= DIRECTIONS =
Could you print the records word for word, from the start of the records through the line containing "pixel 381 181", both ends included? Leave the pictures out of your answer.

=====

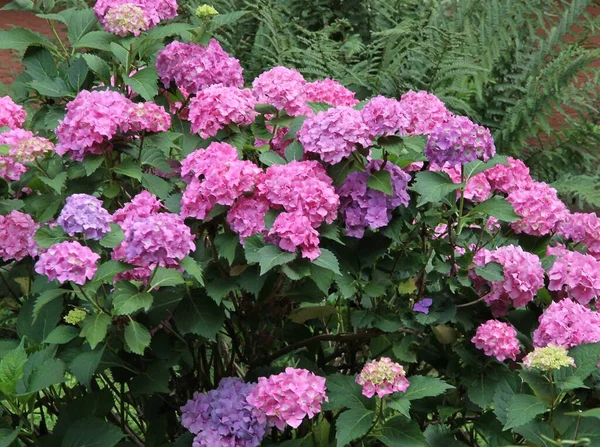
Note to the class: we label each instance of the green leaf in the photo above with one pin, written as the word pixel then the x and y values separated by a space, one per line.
pixel 129 169
pixel 57 183
pixel 127 299
pixel 79 24
pixel 77 73
pixel 381 181
pixel 399 431
pixel 92 432
pixel 94 328
pixel 497 207
pixel 21 38
pixel 11 369
pixel 61 335
pixel 271 256
pixel 328 261
pixel 199 315
pixel 137 337
pixel 97 40
pixel 193 268
pixel 492 271
pixel 165 278
pixel 157 186
pixel 270 158
pixel 433 186
pixel 144 82
pixel 107 271
pixel 522 409
pixel 425 386
pixel 294 151
pixel 352 424
pixel 85 365
pixel 114 237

=====

= THE SOLUTION =
Note to the class: we label each instance of the green leaf in the photo above with one pin, written as the word pixel then the x and y values separated by a space, one per line.
pixel 129 169
pixel 57 183
pixel 127 299
pixel 79 24
pixel 77 73
pixel 381 181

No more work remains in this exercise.